Photo-based referring expression data
━━━━━━━━━━━━━━━━━━━━

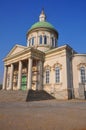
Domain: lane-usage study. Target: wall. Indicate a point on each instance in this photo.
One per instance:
(60, 90)
(76, 61)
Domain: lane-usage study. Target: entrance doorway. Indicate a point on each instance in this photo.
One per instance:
(24, 82)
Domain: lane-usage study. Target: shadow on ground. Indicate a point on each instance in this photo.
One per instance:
(37, 95)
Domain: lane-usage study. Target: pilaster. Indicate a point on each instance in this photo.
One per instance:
(19, 74)
(5, 77)
(29, 81)
(11, 77)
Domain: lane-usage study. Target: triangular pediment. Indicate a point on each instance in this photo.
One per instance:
(16, 49)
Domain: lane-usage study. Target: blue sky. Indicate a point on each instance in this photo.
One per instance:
(17, 16)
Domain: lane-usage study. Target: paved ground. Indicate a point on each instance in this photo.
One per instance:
(43, 115)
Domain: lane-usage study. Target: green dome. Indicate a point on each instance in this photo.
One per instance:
(42, 24)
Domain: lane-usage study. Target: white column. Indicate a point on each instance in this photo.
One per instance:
(5, 77)
(40, 85)
(29, 81)
(11, 77)
(19, 74)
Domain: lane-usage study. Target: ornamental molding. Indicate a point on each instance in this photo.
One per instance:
(57, 65)
(81, 65)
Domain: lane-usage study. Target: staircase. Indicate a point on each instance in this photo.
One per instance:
(12, 96)
(22, 96)
(38, 95)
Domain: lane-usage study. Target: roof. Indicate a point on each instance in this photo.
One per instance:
(42, 24)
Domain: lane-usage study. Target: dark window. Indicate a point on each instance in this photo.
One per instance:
(83, 74)
(32, 40)
(57, 74)
(47, 76)
(40, 39)
(52, 42)
(45, 40)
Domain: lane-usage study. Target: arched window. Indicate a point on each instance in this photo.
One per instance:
(45, 40)
(40, 39)
(52, 42)
(55, 42)
(32, 40)
(83, 75)
(57, 74)
(47, 76)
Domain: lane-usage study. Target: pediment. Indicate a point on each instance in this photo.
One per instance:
(16, 49)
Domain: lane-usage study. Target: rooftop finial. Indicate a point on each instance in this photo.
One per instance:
(42, 16)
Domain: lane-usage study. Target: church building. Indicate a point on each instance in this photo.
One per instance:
(42, 65)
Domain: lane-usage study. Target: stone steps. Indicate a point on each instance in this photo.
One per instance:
(13, 95)
(38, 95)
(19, 95)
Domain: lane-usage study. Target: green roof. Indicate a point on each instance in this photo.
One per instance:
(42, 24)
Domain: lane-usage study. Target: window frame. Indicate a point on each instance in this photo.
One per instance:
(83, 74)
(40, 39)
(47, 76)
(57, 74)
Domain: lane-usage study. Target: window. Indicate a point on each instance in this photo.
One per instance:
(45, 40)
(55, 42)
(57, 74)
(29, 42)
(40, 39)
(52, 42)
(32, 40)
(83, 74)
(47, 76)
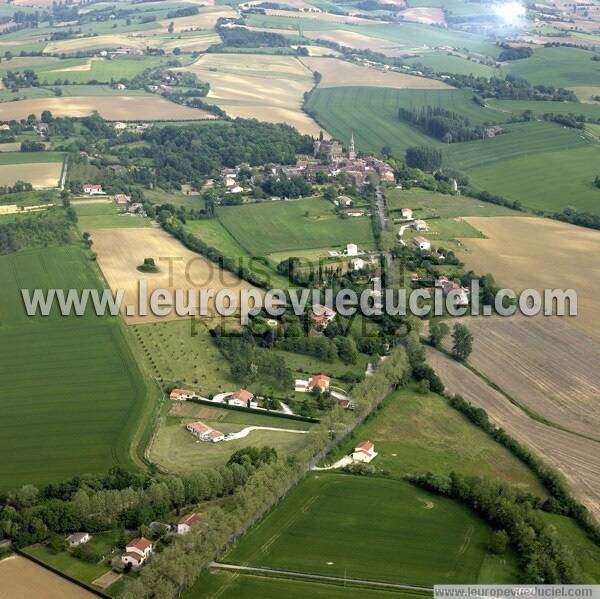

━━━━━━━━━━━━━━━━━━━━

[Action item]: Print, word for word, every entry shown above; the pictures stay out.

[Solution for this task]:
Domain: lane-usage study. Target: wall. Indicate a point on each instance in this photo.
One per instance:
(60, 90)
(76, 61)
Domain: lane-usage study. Target: entrance doorway. Indicate a point on each instance in this photo.
One per instance:
(24, 82)
Domain: lane-usage study. Target: shadow on ground. Indicate a point on each instance in this photo.
One per instance:
(37, 95)
Domain: lane-usage study. Target: pilaster. Indicate a point on each instance in this photo.
One per instance:
(19, 74)
(5, 77)
(29, 81)
(11, 77)
Domain: lane-usage study. Target: triangular pediment. Indicate a point on each instance in this photo.
One per instance:
(16, 49)
Domain: lane-usage study. Target: blue sky. Indicate a point on each instance in this photo.
One per instance:
(17, 16)
Domain: lane-usage study. Target: paved ground. Indicate a point on each instance in this photo.
One per instance:
(43, 115)
Domain: lane-usage study. Target: green dome. Indicate a point on each instance in this photo.
One per instance:
(42, 24)
Domain: lane-usage study. Target: white column. Indicate a point on each instance in this photo.
One per instance:
(5, 77)
(40, 85)
(29, 81)
(11, 77)
(19, 74)
Domain: lane-usage study. Target: ornamental molding. Indicate a point on each instance in this photo.
One per instance:
(57, 65)
(81, 65)
Domain: lane-usage study. Target: staircase. Indicate a point on each instance in this photo.
One per instance:
(12, 96)
(22, 96)
(38, 95)
Domain: lane-usage study. Target: roof. Indicate a point on each instance in this photo.
One per instance:
(42, 24)
Domain: lane-usage study. Target: dark window. Indicate a point on each instance in this photo.
One per instance:
(83, 74)
(32, 40)
(57, 74)
(47, 76)
(40, 39)
(52, 42)
(45, 40)
Domain: lane-usage study. Target: arched window. Indicate a point on each instance in this photo.
One per instance:
(45, 40)
(40, 39)
(52, 42)
(55, 42)
(32, 40)
(83, 75)
(57, 74)
(47, 76)
Domain: lane-usage study. Target: pediment. Indicate a point on each instance in this photo.
One per instance:
(16, 49)
Domain: lane-usage study. Target: rooftop finial. Indicate a point on each instance in this photo.
One per instance:
(42, 16)
Domain: lane-usage study. Target: church building. Indicate a point on each instance in this photo.
One per instance:
(42, 65)
Domain: lane-usage study. Target: stone steps. Indicate a point on each instance in this photo.
One per instance:
(13, 95)
(38, 95)
(19, 95)
Domain: lane-usage study. Target: green roof. Indicate a point on each instance in this photo.
One per instance:
(42, 24)
Domain: lane-usage study. Target: window frame. Indicate a point on each instance in this photo.
One per instance:
(83, 74)
(40, 39)
(47, 76)
(57, 74)
Domain: lane-usage study. Target: window. Indicate a point on each instance in this photo.
One per instance:
(45, 40)
(55, 42)
(57, 74)
(29, 42)
(40, 39)
(52, 42)
(32, 40)
(83, 74)
(47, 76)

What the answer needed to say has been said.